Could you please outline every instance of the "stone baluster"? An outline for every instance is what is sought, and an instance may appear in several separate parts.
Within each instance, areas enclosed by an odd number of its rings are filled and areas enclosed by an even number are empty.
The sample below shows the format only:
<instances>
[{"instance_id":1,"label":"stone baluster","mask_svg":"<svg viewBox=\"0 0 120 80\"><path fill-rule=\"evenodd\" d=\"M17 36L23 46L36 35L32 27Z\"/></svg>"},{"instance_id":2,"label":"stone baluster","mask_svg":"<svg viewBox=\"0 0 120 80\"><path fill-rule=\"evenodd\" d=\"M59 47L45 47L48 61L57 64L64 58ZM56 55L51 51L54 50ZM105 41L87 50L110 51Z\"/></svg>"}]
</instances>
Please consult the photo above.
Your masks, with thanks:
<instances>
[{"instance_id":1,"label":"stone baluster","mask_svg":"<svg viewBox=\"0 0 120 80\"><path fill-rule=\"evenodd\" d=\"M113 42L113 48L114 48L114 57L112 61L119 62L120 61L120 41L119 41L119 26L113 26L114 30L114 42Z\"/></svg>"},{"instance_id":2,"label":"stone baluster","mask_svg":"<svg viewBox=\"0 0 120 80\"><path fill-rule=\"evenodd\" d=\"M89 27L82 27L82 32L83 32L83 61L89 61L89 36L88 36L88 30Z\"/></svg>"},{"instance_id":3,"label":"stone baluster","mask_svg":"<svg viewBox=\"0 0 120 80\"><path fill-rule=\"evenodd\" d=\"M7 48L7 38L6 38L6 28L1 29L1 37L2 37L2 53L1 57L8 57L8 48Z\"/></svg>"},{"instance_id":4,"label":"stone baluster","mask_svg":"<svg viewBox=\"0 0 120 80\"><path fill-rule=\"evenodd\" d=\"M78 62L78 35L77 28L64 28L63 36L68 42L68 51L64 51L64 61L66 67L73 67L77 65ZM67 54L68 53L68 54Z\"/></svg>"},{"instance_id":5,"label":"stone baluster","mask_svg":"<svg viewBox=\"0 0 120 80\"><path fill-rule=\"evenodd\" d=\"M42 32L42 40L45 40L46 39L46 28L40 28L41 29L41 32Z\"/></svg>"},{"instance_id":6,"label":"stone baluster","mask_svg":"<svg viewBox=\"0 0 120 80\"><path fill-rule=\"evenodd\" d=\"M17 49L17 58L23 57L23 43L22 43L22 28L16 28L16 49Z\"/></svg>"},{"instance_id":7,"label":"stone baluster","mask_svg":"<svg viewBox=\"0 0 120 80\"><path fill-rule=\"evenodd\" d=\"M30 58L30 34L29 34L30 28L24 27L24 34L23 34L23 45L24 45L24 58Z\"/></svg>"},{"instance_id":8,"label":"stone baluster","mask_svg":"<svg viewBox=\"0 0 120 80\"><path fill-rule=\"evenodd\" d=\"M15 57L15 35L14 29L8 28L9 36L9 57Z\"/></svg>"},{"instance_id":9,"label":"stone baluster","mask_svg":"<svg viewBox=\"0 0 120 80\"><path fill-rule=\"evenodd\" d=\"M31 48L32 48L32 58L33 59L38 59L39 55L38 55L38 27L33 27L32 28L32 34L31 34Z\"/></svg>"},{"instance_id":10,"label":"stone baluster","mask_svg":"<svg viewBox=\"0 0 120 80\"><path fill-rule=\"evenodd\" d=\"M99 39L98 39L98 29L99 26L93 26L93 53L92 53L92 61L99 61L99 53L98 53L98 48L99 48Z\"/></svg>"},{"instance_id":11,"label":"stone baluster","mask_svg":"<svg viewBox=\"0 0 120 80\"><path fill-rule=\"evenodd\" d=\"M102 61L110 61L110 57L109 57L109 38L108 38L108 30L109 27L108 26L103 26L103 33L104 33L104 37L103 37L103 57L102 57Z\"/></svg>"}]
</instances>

************

# Task description:
Render every line of the data above as a numbered list, omitting any blank lines.

# Answer to the exercise:
1. Could you please outline every instance of the "stone baluster"? An outline for every instance is what is sought, and an instance may appear in several separate parts.
2. Within each instance, areas enclosed by an odd number of its rings are filled and areas enclosed by an even number are empty.
3. The sample below shows the format only:
4. <instances>
5. [{"instance_id":1,"label":"stone baluster","mask_svg":"<svg viewBox=\"0 0 120 80\"><path fill-rule=\"evenodd\" d=\"M17 36L23 46L36 35L32 27Z\"/></svg>"},{"instance_id":2,"label":"stone baluster","mask_svg":"<svg viewBox=\"0 0 120 80\"><path fill-rule=\"evenodd\" d=\"M59 47L45 47L48 61L57 64L64 58ZM56 55L51 51L54 50ZM105 41L87 50L110 51Z\"/></svg>"}]
6. </instances>
7. Please consult the photo above.
8. Your masks, with thanks:
9. <instances>
10. [{"instance_id":1,"label":"stone baluster","mask_svg":"<svg viewBox=\"0 0 120 80\"><path fill-rule=\"evenodd\" d=\"M113 42L113 48L114 48L114 57L112 61L119 62L120 61L120 41L119 41L119 26L113 26L114 30L114 42Z\"/></svg>"},{"instance_id":2,"label":"stone baluster","mask_svg":"<svg viewBox=\"0 0 120 80\"><path fill-rule=\"evenodd\" d=\"M89 27L82 27L82 32L83 32L83 61L89 61L89 36L88 36L88 30Z\"/></svg>"},{"instance_id":3,"label":"stone baluster","mask_svg":"<svg viewBox=\"0 0 120 80\"><path fill-rule=\"evenodd\" d=\"M7 48L7 38L6 38L6 28L1 29L1 37L2 37L2 53L1 57L8 57L8 48Z\"/></svg>"},{"instance_id":4,"label":"stone baluster","mask_svg":"<svg viewBox=\"0 0 120 80\"><path fill-rule=\"evenodd\" d=\"M78 62L78 35L77 28L64 28L63 36L68 42L68 51L64 51L64 61L66 67L73 67L77 65ZM67 54L68 53L68 54Z\"/></svg>"},{"instance_id":5,"label":"stone baluster","mask_svg":"<svg viewBox=\"0 0 120 80\"><path fill-rule=\"evenodd\" d=\"M42 32L42 40L45 40L46 39L46 28L40 28L41 29L41 32Z\"/></svg>"},{"instance_id":6,"label":"stone baluster","mask_svg":"<svg viewBox=\"0 0 120 80\"><path fill-rule=\"evenodd\" d=\"M17 49L17 58L23 57L23 43L22 43L22 28L16 28L16 49Z\"/></svg>"},{"instance_id":7,"label":"stone baluster","mask_svg":"<svg viewBox=\"0 0 120 80\"><path fill-rule=\"evenodd\" d=\"M30 58L30 34L29 34L30 28L24 27L24 34L23 34L23 45L24 45L24 58Z\"/></svg>"},{"instance_id":8,"label":"stone baluster","mask_svg":"<svg viewBox=\"0 0 120 80\"><path fill-rule=\"evenodd\" d=\"M15 57L15 35L14 29L8 28L9 36L9 57Z\"/></svg>"},{"instance_id":9,"label":"stone baluster","mask_svg":"<svg viewBox=\"0 0 120 80\"><path fill-rule=\"evenodd\" d=\"M31 48L32 48L32 58L33 59L38 59L39 55L38 55L38 27L33 27L32 28L32 34L31 34Z\"/></svg>"},{"instance_id":10,"label":"stone baluster","mask_svg":"<svg viewBox=\"0 0 120 80\"><path fill-rule=\"evenodd\" d=\"M99 39L98 39L98 29L99 26L93 26L93 53L92 53L92 61L99 61L99 53L98 53L98 48L99 48Z\"/></svg>"},{"instance_id":11,"label":"stone baluster","mask_svg":"<svg viewBox=\"0 0 120 80\"><path fill-rule=\"evenodd\" d=\"M102 61L110 61L110 57L109 57L109 38L108 38L108 30L109 27L108 26L103 26L103 33L104 33L104 37L103 37L103 57L102 57Z\"/></svg>"}]
11. </instances>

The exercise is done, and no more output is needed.